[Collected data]
————

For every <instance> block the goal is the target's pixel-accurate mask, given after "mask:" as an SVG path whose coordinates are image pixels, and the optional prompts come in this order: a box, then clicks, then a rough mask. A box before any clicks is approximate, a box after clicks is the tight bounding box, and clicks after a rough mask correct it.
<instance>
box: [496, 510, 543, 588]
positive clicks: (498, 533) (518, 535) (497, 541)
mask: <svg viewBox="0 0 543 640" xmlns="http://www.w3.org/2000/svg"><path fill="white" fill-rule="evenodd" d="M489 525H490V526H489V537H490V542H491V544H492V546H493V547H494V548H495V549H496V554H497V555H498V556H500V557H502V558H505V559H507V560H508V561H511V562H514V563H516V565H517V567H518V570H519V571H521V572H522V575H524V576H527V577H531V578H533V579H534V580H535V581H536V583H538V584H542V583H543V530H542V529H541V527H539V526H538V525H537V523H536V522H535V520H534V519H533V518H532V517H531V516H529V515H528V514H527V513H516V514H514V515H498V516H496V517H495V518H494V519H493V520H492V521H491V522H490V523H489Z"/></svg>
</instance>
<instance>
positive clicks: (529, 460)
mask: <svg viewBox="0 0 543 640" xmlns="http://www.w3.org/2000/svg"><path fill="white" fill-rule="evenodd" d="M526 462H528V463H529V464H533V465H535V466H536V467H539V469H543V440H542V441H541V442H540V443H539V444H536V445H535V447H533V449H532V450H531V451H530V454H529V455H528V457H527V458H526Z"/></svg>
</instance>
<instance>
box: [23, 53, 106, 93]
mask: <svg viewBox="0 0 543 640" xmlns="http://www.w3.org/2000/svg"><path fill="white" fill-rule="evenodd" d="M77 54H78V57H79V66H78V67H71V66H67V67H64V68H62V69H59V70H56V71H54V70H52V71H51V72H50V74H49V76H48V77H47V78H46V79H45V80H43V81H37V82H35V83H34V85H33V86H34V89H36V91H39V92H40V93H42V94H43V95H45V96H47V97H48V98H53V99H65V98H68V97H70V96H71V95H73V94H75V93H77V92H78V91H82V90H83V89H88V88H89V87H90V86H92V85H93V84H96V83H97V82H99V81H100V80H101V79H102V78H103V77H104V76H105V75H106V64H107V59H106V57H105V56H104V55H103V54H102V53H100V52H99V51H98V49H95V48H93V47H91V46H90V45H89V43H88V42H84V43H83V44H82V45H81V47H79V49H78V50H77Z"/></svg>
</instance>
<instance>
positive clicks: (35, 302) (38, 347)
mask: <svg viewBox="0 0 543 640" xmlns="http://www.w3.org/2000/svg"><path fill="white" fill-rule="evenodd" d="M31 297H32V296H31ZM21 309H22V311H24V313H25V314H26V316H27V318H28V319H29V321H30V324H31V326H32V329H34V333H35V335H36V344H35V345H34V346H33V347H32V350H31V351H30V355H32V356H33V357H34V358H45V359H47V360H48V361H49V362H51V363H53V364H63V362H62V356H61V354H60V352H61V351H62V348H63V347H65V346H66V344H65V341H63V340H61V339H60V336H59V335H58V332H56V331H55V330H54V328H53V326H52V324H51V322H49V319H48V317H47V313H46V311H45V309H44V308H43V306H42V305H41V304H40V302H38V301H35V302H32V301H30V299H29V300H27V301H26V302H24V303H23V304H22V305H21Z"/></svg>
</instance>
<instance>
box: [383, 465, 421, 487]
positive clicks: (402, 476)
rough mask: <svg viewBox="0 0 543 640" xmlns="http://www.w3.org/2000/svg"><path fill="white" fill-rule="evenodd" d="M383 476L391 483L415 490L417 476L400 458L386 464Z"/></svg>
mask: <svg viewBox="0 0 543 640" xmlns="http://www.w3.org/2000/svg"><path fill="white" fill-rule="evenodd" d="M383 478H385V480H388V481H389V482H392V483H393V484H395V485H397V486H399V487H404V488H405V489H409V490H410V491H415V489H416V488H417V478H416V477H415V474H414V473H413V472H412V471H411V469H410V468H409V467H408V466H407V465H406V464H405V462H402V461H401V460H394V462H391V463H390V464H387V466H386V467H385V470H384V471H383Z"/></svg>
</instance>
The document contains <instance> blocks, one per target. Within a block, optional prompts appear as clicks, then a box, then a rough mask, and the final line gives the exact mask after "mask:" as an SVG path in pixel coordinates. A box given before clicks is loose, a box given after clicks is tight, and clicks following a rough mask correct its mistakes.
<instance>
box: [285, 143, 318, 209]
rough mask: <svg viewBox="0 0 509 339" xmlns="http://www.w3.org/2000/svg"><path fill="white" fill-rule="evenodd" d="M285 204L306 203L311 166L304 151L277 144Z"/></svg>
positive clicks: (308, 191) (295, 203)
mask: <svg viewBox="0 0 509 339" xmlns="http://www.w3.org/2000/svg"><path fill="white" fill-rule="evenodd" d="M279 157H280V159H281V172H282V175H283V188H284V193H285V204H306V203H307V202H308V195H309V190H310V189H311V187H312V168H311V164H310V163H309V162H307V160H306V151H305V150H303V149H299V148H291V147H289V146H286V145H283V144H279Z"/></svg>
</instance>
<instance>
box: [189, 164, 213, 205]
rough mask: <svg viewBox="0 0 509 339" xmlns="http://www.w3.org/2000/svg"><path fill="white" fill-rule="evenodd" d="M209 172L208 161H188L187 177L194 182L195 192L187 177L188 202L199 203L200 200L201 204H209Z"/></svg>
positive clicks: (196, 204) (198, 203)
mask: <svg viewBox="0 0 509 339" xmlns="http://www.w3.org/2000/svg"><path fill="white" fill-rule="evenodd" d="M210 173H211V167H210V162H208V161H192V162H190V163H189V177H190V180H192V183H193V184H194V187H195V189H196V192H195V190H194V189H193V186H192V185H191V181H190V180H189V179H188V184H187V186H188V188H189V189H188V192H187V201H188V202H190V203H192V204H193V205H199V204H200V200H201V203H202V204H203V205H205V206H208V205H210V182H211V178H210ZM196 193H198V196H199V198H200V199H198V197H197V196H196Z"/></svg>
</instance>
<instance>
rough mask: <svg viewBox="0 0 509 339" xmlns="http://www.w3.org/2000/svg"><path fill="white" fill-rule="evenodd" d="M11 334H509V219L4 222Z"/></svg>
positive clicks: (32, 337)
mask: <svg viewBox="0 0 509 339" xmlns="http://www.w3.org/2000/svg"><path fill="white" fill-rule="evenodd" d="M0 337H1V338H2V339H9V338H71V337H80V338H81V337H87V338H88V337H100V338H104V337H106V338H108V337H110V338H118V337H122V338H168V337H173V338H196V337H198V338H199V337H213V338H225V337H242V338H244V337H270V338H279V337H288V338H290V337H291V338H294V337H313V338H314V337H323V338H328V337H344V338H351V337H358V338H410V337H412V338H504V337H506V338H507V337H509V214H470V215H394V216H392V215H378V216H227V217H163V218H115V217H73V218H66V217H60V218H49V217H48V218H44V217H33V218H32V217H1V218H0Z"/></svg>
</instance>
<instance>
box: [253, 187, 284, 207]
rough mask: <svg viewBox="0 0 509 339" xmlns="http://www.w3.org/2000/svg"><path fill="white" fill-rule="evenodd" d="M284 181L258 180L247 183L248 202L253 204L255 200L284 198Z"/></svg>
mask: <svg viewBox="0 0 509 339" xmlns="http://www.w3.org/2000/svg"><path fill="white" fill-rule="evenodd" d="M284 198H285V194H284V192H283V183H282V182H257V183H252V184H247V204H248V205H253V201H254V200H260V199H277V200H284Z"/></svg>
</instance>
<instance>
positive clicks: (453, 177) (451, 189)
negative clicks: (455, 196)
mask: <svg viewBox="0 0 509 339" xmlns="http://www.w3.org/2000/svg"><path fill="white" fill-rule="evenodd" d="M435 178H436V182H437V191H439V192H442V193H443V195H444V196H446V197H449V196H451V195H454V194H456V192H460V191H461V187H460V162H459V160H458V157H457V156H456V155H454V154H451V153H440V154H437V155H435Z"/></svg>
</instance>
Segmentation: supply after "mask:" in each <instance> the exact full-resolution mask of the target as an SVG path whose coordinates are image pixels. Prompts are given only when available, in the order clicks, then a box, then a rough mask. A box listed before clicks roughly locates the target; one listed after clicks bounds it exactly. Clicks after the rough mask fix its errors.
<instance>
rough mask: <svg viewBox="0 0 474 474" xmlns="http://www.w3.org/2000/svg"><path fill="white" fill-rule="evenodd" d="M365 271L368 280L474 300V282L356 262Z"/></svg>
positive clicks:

————

▶ _Work instructions_
Word for word, restate the data above from its first line down to and including the line with "box: [496, 510, 543, 588]".

▶ _Task result_
For every <instance> block the goal is the target's pixel-accurate mask, given after "mask:" as an SVG path whose coordinates are image pixels, and the optional prompts come in this order: a box, then clicks, then a rough mask. A box before any clicks is approximate, a box after clicks is the tight bounding box, and clicks after a rough mask correct it.
<instance>
box: [496, 510, 543, 588]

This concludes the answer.